* Work to be completed: Convert everything in the data from the line containing "Annotation guideline — the target class is boy." down to the line containing "266;0;500;334", both included, into a Markdown table with the columns Row and Line. Number each line in Row and skip blank lines.

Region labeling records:
============

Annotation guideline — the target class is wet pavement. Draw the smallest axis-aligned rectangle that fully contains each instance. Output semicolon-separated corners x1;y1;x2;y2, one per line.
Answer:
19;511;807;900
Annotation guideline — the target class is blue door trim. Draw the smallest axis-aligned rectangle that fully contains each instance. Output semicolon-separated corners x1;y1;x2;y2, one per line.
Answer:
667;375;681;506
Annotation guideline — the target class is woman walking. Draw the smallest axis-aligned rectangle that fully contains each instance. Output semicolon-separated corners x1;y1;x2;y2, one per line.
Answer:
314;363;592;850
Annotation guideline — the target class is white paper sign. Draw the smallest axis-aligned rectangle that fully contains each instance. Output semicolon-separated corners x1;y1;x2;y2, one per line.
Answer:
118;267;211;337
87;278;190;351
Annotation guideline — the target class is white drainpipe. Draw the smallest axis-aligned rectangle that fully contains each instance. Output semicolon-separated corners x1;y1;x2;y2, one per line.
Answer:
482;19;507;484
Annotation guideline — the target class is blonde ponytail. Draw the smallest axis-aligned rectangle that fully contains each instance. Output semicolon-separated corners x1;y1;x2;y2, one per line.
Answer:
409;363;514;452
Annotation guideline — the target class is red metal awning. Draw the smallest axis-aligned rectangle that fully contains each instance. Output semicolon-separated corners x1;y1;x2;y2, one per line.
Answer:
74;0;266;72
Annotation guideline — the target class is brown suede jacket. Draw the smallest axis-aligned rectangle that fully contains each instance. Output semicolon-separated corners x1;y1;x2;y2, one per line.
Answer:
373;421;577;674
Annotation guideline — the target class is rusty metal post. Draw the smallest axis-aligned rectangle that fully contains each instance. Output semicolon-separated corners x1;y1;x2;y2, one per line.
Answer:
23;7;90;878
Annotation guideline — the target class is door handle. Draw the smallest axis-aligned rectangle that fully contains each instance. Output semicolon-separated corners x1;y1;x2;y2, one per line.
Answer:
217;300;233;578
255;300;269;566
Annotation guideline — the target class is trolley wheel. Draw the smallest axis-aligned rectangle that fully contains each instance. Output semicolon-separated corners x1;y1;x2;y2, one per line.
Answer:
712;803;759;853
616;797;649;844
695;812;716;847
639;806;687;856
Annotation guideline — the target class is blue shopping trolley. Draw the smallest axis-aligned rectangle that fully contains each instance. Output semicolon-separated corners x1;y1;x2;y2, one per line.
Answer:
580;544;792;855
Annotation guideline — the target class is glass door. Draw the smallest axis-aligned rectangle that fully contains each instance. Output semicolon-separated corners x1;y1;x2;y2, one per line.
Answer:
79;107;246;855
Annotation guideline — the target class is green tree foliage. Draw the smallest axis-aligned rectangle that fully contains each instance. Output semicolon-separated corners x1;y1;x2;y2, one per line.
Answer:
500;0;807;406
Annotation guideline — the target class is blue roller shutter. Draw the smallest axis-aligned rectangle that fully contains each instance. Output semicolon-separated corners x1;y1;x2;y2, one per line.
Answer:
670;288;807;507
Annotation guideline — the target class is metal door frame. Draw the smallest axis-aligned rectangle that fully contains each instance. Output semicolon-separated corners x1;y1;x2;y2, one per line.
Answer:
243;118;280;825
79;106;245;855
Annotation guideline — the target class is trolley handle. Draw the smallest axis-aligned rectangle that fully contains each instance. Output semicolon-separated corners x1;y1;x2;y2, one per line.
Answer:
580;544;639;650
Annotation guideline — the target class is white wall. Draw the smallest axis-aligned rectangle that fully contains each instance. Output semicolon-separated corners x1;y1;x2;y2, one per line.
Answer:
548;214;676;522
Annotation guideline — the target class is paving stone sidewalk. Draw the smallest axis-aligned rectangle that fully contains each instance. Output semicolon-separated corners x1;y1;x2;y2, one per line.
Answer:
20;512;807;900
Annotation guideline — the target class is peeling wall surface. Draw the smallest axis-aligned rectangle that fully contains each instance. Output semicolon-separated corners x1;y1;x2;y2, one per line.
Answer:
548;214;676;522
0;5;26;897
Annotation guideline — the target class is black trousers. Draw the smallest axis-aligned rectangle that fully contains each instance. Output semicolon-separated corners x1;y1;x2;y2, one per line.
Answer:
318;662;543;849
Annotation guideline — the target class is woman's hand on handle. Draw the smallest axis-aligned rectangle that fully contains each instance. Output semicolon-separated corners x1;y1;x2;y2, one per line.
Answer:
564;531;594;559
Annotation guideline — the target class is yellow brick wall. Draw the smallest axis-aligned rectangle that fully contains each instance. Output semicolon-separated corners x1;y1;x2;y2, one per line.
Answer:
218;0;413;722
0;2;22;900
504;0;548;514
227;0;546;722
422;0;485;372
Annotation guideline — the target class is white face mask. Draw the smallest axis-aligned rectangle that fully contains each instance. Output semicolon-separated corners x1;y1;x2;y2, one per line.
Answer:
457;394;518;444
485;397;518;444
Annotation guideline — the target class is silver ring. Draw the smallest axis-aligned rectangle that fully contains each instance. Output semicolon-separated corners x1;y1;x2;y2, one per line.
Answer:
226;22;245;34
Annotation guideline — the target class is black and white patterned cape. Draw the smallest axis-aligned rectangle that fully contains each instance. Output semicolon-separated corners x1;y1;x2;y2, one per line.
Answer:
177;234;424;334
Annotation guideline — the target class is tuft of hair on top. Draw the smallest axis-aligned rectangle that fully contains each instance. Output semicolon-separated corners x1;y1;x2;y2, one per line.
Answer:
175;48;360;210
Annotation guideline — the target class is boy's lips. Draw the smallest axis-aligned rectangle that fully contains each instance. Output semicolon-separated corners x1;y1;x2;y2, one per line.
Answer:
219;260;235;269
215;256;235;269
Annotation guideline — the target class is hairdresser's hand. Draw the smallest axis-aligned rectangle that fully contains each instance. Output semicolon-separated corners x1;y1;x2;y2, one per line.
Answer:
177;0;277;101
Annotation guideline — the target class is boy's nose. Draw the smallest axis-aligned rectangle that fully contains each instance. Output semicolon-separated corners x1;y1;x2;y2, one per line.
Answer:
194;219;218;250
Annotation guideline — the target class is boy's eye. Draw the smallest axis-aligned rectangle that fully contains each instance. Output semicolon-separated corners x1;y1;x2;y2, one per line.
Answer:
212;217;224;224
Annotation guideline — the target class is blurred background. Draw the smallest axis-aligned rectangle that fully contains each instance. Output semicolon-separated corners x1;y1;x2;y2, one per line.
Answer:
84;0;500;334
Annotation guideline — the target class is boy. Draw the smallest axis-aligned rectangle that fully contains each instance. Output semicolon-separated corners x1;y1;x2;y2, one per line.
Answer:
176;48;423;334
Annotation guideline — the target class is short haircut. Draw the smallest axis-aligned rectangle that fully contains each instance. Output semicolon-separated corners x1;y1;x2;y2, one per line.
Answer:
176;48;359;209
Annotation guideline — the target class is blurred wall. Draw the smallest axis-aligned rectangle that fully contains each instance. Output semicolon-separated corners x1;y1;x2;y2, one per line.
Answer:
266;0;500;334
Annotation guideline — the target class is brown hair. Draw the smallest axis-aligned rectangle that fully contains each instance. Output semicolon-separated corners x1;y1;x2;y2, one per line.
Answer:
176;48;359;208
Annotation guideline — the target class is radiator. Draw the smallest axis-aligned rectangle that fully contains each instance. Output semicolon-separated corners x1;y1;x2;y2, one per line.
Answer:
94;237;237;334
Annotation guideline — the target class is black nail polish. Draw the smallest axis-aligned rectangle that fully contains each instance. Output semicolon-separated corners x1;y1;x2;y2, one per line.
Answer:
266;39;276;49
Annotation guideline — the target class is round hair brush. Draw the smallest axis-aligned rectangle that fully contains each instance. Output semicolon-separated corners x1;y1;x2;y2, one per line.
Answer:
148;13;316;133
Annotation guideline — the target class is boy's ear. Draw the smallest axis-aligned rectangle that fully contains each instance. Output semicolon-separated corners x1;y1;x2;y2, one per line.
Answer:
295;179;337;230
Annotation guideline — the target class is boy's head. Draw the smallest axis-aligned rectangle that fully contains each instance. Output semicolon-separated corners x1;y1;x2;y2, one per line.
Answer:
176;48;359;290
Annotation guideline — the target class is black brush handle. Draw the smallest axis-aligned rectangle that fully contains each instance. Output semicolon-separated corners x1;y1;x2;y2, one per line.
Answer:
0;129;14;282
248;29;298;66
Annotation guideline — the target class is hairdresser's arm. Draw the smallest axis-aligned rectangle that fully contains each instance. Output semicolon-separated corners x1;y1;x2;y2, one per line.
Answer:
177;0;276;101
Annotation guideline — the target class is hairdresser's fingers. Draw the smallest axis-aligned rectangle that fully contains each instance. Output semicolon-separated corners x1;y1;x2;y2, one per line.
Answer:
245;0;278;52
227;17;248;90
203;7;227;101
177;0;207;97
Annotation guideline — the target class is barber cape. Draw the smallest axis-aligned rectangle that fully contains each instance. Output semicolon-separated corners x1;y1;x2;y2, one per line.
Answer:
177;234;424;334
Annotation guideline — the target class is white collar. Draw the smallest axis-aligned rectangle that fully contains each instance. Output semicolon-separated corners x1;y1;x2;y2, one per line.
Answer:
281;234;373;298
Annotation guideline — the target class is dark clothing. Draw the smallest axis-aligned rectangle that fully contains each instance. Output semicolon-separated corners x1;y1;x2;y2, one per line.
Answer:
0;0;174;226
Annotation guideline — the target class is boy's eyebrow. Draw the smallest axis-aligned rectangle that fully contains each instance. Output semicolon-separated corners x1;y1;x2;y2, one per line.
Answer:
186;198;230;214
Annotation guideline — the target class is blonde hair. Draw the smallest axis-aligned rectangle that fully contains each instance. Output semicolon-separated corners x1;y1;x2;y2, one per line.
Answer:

============

* Exercise response:
| Row | Line |
|---|---|
| 1 | Annotation guideline — the target class is boy. Draw the smallest axis-aligned rectangle that fully contains each instance. Output semicolon-separated corners x1;y1;x2;y2, one per line. |
| 2 | Answer: |
| 3 | 176;48;423;334 |
| 4 | Annotation guideline — the target class is short haircut. Draw the smallest axis-aligned rectangle that fully contains each instance. Output semicolon-separated corners x1;y1;x2;y2, one per line. |
| 5 | Answer: |
| 6 | 176;48;359;209 |
| 7 | Annotation guideline — the target class is blurred wall. Draw the smallest axis-aligned rectangle that fully contains each instance. Output semicolon-separated corners x1;y1;x2;y2, one per line. |
| 8 | Answer: |
| 9 | 266;0;500;334 |